#### [Records]
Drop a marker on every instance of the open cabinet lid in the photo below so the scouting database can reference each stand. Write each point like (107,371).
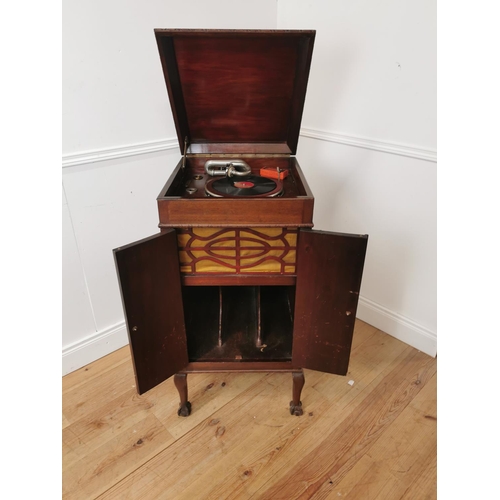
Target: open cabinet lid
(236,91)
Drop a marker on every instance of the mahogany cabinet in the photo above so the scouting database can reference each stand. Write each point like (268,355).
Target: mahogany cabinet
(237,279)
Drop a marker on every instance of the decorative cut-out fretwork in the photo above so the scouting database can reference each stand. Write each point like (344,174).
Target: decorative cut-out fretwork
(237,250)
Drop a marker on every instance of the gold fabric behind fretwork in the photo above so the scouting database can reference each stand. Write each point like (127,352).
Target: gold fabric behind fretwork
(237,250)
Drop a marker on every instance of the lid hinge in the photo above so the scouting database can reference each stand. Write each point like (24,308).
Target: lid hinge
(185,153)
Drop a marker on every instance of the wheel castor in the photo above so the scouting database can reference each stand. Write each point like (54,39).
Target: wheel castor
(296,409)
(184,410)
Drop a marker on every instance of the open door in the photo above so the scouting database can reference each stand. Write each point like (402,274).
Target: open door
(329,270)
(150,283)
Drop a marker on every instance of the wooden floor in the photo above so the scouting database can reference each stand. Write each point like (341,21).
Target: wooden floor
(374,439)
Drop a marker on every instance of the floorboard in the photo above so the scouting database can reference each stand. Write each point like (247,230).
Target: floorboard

#### [What you need to do]
Extract every item above and reproduce each one word for word, leaving the picture out.

#### [Task response]
Drop a marker on every instance of the open cabinet lid in the photo below so the scouting database can reference each stand. Write each point like (107,371).
Target: open cabinet lid
(236,91)
Drop a marker on every instance of the mahogany cabinet in the photo above so the scouting database can reference each stand. Write each point like (268,355).
Target: mahogany cabinet
(237,279)
Drop a marker on every instance of the decorative cut-out fretwork in the photo above so the scouting database can reference each stand. Write each point like (344,174).
Target: decorative cut-out fretwork
(237,250)
Drop a marker on every instance of the gold fabric behind fretwork in the photo above so the scouting database can reference each stand. Write each point like (127,352).
Target: gold fabric behind fretwork
(237,250)
Drop a marker on every instance of the lid hinge in the photo above so the scouting database can reference each stand. Write each point like (24,308).
Target: lid hinge
(185,153)
Drop a marker on every instance of the wheel castor in the photo above so the scouting database can reference each stand. Write each point like (54,39).
Target: wheel castor
(296,409)
(184,410)
Drop a marker on every instance of the open door in the photo above so the scouting database can reference each stand. Write each point like (402,274).
Target: open door
(329,270)
(150,283)
Drop a marker on every instance of the wooden floor in the photo above so the scouting database can reference each stand. Write each point like (341,21).
Target: wooden floor
(374,439)
Drop a marker on every instance of the floorboard in the photo above so the scouting database can reference each stand. Write each point like (247,230).
Target: floorboard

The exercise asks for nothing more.